In 2004 Rosso received the International Leading Entrepreneur Award in Monte Carlo. Presented at the Monaco Investors Week, it honors the efforts of a businessman who represents vision, professional ethics and the courage to undertake a particular venture.

In 2005, Rosso was named "Man of the Year" by the German edition of GQ.

Rosso received honorary degrees from University of Verona, Italy, in 2005; and from the CUOA Foundation of Altavilla Vicentina, Italy, in 2000, which cited Diesel as "one of the entrepreneurial phenomena of the 1990s".

In 2010, Rosso was named Millennium Promise Millennium Development Goals Global Leader in conjunction with the Millennium Development Goals Summit, at the United Nations in New York City.

In October 2011, Rosso was knighted Cavaliere del Lavoro by the president of the Republic of Italy, Giorgio Napolitano. The award ceremony took place at the Quirinale in Rome and was broadcast live on RAI in Italy.

What this exercise asks:
1: Rewrite the paragraph of the passage on Rosso's honors that begins "In 2004 Rosso received" as a short list that keeps its main facts.
2: Answer these questions from the passage on Rosso's honors.
(a) Which edition of GQ named Rosso "Man of the Year" in 2005?
(b) Who knighted Rosso Cavaliere del Lavoro in October 2011?
(c) In which city was the Millennium Development Goals Summit held?

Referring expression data
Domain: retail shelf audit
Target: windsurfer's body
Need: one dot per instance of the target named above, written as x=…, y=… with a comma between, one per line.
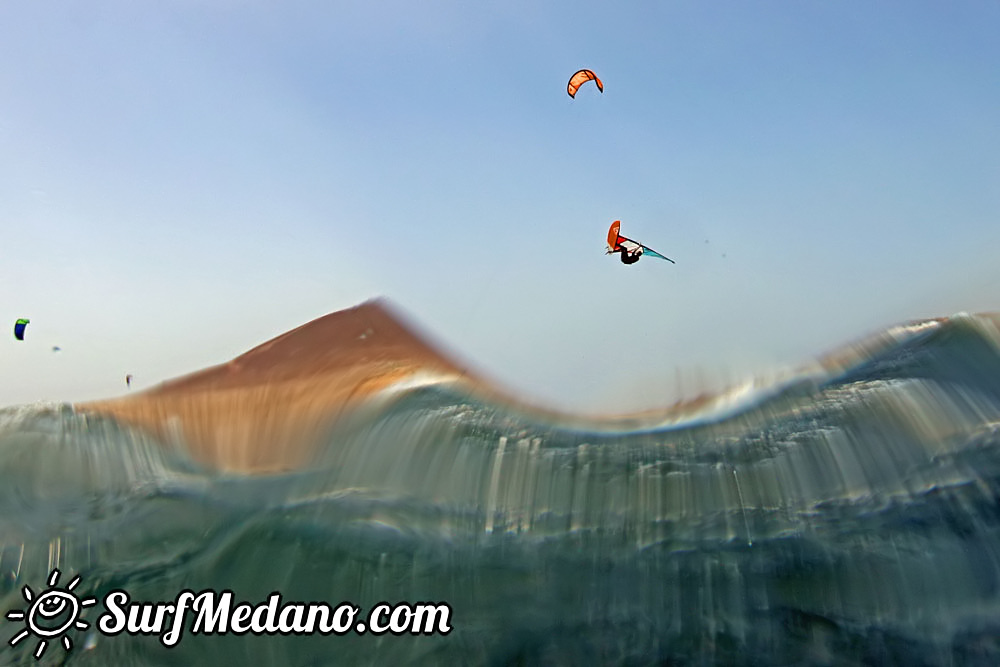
x=631, y=251
x=628, y=256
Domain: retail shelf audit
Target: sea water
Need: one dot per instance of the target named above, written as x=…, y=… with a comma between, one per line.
x=845, y=516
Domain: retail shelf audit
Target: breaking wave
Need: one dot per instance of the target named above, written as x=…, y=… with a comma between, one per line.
x=847, y=515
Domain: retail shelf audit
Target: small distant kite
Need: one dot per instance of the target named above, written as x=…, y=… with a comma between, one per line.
x=19, y=327
x=580, y=78
x=631, y=250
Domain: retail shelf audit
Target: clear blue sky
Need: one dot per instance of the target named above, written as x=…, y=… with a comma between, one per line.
x=181, y=181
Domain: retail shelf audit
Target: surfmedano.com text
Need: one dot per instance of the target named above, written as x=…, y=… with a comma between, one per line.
x=216, y=614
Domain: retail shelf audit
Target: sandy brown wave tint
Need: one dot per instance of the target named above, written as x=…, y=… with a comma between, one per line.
x=266, y=409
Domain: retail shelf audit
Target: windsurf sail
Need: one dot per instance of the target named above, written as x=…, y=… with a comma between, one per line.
x=581, y=77
x=19, y=327
x=616, y=242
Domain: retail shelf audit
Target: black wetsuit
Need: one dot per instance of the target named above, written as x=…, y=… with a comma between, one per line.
x=630, y=258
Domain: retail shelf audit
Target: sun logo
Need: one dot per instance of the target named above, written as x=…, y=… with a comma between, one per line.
x=51, y=614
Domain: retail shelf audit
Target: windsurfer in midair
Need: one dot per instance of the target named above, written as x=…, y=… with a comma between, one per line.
x=627, y=256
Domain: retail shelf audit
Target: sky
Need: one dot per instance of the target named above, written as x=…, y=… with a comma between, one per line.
x=182, y=181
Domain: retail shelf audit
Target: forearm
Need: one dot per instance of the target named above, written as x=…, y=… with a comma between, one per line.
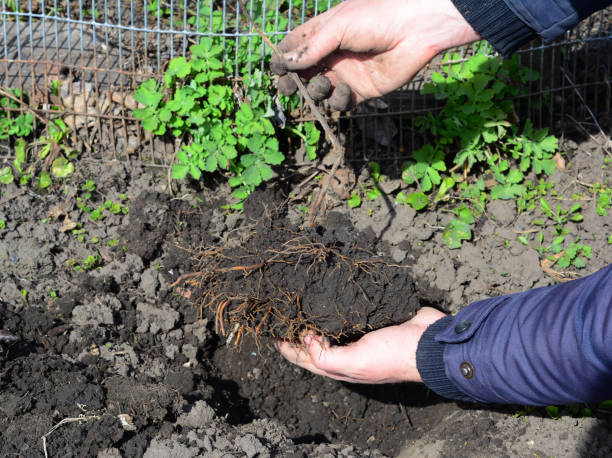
x=546, y=346
x=508, y=24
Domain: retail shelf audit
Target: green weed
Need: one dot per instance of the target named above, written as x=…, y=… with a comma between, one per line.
x=477, y=128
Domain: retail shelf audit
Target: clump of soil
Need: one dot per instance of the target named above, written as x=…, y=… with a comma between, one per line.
x=277, y=280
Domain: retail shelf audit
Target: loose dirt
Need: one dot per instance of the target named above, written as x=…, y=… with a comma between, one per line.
x=115, y=361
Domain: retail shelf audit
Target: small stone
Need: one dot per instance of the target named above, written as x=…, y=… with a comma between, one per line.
x=286, y=85
x=341, y=97
x=319, y=87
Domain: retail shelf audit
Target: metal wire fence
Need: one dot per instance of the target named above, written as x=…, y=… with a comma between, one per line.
x=87, y=57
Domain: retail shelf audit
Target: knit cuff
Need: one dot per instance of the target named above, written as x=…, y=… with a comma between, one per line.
x=495, y=22
x=430, y=363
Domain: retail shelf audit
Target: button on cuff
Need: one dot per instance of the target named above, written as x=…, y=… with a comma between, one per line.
x=466, y=369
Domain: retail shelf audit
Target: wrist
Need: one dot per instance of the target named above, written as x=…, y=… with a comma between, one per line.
x=449, y=28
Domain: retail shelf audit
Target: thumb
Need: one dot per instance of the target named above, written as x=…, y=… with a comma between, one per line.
x=313, y=49
x=333, y=359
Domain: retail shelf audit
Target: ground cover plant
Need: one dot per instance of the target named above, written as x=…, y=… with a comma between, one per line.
x=105, y=350
x=219, y=130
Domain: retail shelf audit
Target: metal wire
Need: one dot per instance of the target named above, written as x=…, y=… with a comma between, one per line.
x=101, y=49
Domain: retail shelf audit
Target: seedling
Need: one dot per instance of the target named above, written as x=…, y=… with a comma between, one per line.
x=561, y=216
x=575, y=256
x=354, y=201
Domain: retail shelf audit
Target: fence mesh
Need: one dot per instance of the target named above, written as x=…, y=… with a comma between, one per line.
x=87, y=57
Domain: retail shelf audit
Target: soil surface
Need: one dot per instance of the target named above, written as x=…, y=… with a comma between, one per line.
x=101, y=356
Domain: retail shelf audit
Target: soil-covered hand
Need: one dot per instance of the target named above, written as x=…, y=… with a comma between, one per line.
x=371, y=46
x=387, y=355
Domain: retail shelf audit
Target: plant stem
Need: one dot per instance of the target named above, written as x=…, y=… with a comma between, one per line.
x=337, y=147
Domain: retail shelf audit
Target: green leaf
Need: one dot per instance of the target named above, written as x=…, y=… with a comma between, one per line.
x=465, y=215
x=20, y=153
x=178, y=67
x=210, y=163
x=545, y=207
x=438, y=78
x=148, y=94
x=61, y=168
x=44, y=180
x=514, y=176
x=446, y=185
x=354, y=200
x=274, y=157
x=417, y=200
x=455, y=233
x=265, y=171
x=6, y=175
x=251, y=175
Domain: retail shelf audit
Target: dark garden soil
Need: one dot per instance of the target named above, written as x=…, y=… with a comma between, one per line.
x=160, y=346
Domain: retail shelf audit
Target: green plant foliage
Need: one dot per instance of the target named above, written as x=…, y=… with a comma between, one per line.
x=224, y=127
x=477, y=127
x=354, y=200
x=13, y=123
x=575, y=255
x=219, y=134
x=424, y=169
x=458, y=229
x=416, y=200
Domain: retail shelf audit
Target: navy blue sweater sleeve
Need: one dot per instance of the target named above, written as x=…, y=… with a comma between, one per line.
x=545, y=346
x=507, y=24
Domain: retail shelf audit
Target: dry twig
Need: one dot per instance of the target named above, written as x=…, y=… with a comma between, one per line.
x=337, y=147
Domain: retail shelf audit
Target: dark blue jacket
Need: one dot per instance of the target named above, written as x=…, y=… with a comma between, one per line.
x=545, y=346
x=507, y=24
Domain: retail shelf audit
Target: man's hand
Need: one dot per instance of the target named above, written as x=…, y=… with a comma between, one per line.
x=384, y=356
x=373, y=46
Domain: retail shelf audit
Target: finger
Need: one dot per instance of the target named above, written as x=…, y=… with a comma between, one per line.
x=336, y=360
x=313, y=50
x=297, y=355
x=341, y=97
x=319, y=87
x=293, y=39
x=286, y=85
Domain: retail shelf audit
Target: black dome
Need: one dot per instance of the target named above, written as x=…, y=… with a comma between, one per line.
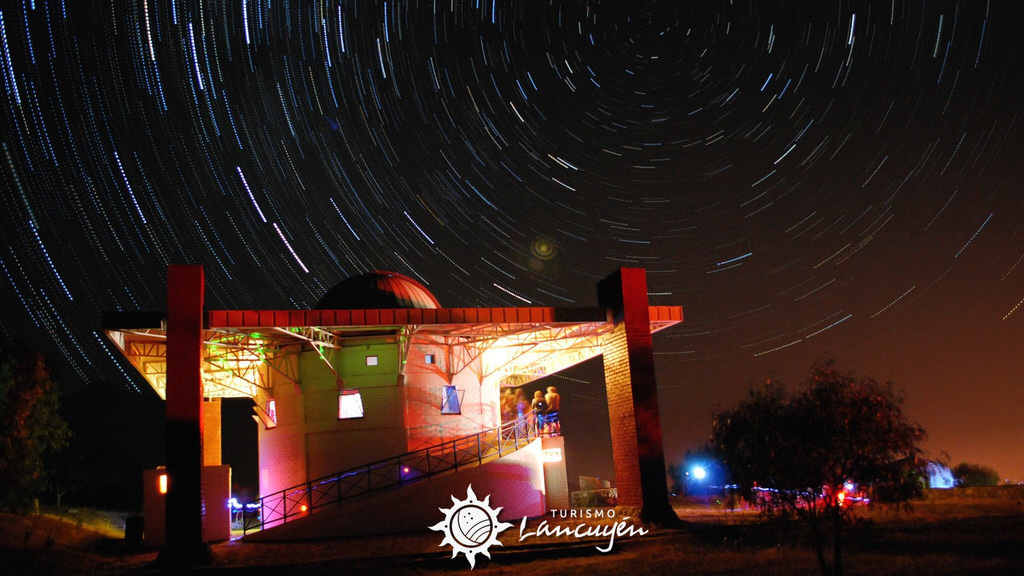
x=378, y=290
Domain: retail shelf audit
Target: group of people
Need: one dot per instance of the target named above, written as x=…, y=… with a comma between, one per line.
x=544, y=407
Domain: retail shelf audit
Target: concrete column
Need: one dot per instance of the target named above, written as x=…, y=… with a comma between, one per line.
x=184, y=422
x=633, y=411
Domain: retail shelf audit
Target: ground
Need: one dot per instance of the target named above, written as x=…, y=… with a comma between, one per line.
x=938, y=537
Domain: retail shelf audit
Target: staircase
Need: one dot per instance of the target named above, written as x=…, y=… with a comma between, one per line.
x=390, y=474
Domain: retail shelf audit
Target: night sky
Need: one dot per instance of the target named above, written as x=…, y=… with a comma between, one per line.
x=807, y=179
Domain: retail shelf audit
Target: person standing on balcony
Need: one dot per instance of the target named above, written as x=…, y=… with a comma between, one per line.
x=540, y=408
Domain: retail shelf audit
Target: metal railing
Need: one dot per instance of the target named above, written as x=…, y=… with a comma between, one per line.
x=304, y=499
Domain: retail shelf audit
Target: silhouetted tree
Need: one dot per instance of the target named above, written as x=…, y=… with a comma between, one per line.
x=966, y=474
x=31, y=428
x=795, y=454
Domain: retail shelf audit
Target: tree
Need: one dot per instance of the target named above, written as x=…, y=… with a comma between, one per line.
x=31, y=428
x=796, y=454
x=968, y=475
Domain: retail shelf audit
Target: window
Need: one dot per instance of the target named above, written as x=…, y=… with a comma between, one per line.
x=451, y=401
x=349, y=404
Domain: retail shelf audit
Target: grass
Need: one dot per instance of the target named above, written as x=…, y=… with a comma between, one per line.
x=946, y=537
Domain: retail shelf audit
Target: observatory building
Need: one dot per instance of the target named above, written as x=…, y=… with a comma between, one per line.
x=378, y=405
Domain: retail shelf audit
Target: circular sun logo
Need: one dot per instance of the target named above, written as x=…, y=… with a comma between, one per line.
x=470, y=526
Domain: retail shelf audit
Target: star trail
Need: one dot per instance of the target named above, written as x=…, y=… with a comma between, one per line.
x=810, y=178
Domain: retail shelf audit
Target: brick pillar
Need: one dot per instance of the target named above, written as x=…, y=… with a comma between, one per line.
x=184, y=422
x=629, y=376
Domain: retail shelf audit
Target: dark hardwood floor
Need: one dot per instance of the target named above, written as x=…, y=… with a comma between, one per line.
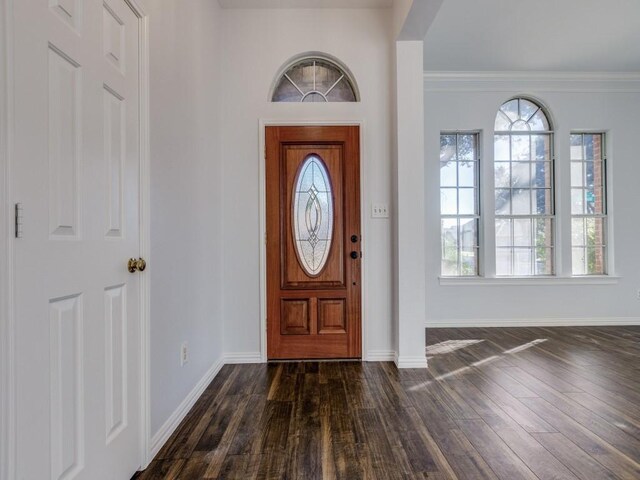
x=506, y=403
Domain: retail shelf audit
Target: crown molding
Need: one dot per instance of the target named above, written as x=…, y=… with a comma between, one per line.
x=445, y=81
x=533, y=76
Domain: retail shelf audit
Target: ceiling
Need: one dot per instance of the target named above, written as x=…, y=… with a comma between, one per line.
x=305, y=3
x=538, y=35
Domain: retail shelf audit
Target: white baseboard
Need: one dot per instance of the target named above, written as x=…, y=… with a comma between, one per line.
x=534, y=322
x=167, y=429
x=380, y=356
x=242, y=357
x=411, y=362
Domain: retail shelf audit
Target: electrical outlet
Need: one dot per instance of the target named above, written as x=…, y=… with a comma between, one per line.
x=184, y=353
x=379, y=210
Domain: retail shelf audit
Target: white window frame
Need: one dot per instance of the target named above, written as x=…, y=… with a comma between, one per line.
x=478, y=215
x=606, y=246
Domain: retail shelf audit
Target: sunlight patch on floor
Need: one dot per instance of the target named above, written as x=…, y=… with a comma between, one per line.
x=449, y=346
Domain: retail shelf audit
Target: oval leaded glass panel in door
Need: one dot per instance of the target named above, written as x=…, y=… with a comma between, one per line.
x=312, y=212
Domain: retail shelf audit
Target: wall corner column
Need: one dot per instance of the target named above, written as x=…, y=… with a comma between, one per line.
x=410, y=209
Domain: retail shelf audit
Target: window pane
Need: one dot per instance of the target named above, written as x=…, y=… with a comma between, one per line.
x=503, y=201
x=520, y=147
x=522, y=232
x=577, y=201
x=466, y=147
x=521, y=201
x=544, y=261
x=469, y=262
x=449, y=246
x=502, y=177
x=467, y=174
x=502, y=122
x=522, y=261
x=510, y=109
x=594, y=260
x=541, y=201
x=447, y=148
x=448, y=174
x=504, y=236
x=468, y=233
x=543, y=235
x=577, y=178
x=521, y=174
x=539, y=122
x=467, y=200
x=578, y=236
x=541, y=172
x=448, y=201
x=503, y=261
x=594, y=232
x=541, y=145
x=527, y=109
x=501, y=148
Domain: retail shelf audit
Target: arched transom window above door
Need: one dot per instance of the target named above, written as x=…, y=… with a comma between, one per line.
x=315, y=78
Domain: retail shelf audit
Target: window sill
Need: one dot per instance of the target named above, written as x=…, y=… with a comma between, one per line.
x=539, y=281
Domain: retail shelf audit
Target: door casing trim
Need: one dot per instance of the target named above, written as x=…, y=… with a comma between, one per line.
x=263, y=123
x=7, y=357
x=7, y=327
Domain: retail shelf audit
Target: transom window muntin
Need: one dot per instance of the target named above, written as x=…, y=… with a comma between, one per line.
x=588, y=204
x=315, y=79
x=524, y=190
x=459, y=203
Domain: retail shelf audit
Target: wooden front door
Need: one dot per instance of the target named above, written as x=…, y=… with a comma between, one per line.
x=313, y=242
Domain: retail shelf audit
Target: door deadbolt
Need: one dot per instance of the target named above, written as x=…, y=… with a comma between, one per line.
x=139, y=265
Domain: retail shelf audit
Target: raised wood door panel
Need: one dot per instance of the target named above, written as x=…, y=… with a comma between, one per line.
x=313, y=314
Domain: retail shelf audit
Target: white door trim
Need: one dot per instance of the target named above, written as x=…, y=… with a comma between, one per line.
x=7, y=358
x=7, y=367
x=145, y=234
x=263, y=226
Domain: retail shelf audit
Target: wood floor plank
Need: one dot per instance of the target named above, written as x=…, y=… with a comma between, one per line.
x=576, y=459
x=495, y=403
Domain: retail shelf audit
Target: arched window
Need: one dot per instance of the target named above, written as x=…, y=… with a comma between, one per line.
x=315, y=79
x=524, y=190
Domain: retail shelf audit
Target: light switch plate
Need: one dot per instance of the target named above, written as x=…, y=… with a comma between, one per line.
x=379, y=210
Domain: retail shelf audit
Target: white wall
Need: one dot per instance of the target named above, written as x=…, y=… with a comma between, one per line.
x=186, y=198
x=575, y=102
x=258, y=43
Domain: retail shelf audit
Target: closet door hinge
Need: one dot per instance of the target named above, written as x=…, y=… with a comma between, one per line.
x=18, y=220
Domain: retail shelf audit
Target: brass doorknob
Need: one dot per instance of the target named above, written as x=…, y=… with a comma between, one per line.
x=139, y=265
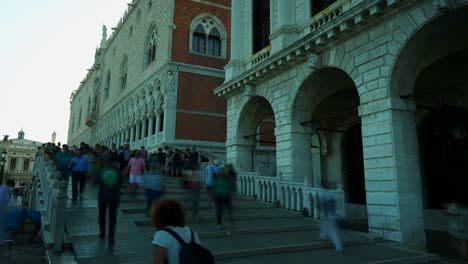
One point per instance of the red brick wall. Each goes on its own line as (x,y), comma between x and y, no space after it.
(195,93)
(199,127)
(185,11)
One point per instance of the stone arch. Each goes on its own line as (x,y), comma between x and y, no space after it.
(255,137)
(326,102)
(412,57)
(209,22)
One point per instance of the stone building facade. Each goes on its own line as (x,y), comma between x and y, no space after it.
(19,155)
(152,81)
(366,96)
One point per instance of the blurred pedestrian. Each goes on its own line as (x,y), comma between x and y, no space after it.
(223,192)
(62,158)
(458,227)
(137,167)
(109,181)
(212,170)
(153,183)
(330,228)
(174,242)
(80,169)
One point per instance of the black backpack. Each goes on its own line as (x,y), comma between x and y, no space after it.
(191,253)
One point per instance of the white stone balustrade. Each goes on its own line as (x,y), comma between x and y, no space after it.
(293,196)
(49,196)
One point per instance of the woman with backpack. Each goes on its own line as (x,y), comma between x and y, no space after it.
(109,181)
(174,242)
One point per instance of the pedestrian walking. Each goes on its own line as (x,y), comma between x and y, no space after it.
(137,167)
(174,242)
(62,158)
(80,168)
(223,192)
(153,183)
(329,228)
(109,181)
(212,170)
(192,179)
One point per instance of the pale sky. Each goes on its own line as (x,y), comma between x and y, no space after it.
(45,48)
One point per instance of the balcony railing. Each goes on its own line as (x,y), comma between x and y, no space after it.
(260,56)
(327,14)
(91,120)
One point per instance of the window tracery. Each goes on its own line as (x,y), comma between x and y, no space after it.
(208,37)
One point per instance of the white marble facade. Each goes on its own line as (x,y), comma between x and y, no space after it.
(365,64)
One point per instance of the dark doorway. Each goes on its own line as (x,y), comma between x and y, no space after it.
(353,165)
(444,156)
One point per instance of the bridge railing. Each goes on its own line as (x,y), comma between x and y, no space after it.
(49,196)
(295,196)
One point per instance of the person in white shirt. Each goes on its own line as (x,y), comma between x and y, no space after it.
(169,214)
(212,170)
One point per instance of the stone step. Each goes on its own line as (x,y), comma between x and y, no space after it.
(246,224)
(354,253)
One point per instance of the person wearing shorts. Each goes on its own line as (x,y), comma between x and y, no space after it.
(137,166)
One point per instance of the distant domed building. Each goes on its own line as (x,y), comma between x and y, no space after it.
(19,157)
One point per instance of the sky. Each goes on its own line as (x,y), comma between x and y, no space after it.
(45,48)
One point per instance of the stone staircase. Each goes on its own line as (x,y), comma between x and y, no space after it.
(259,234)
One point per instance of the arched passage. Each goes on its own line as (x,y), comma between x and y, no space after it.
(324,110)
(430,74)
(256,138)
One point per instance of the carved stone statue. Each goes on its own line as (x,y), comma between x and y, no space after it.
(315,62)
(104,36)
(443,5)
(249,91)
(170,83)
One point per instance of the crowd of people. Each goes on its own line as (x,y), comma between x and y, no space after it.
(118,169)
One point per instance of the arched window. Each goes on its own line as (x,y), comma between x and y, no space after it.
(214,43)
(89,105)
(13,164)
(123,73)
(208,36)
(26,165)
(79,117)
(151,49)
(261,24)
(107,86)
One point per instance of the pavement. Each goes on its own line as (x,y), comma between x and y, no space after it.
(259,233)
(21,251)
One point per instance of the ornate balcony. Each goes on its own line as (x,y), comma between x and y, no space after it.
(92,119)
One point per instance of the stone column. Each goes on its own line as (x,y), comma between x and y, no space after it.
(138,133)
(284,34)
(392,173)
(235,65)
(150,125)
(144,129)
(158,125)
(132,132)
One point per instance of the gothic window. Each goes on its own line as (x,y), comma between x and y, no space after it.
(13,164)
(319,5)
(79,118)
(261,24)
(89,106)
(208,37)
(151,49)
(26,165)
(107,86)
(214,43)
(123,73)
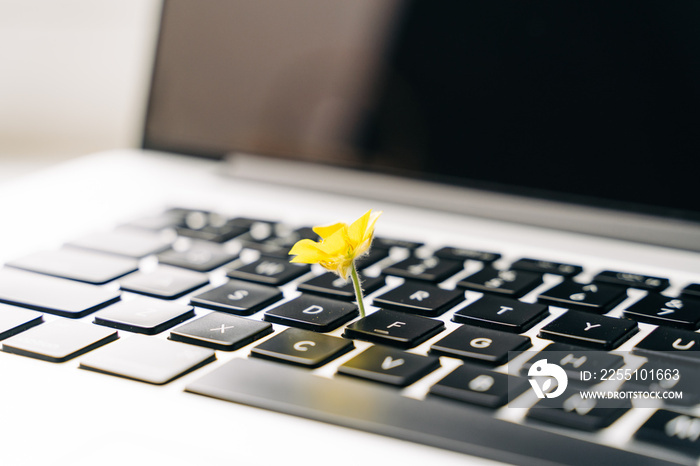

Exercise results:
1:
- Award: International Leading Entrepreneur Award
- Year: 2004
- Place: Monte Carlo, presented at the Monaco Investors Week
- Purpose: honors a businessman who represents vision, professional ethics and the courage to undertake a particular venture

2:
(a) The German edition.
(b) Giorgio Napolitano, the president of the Republic of Italy.
(c) New York City, at the United Nations.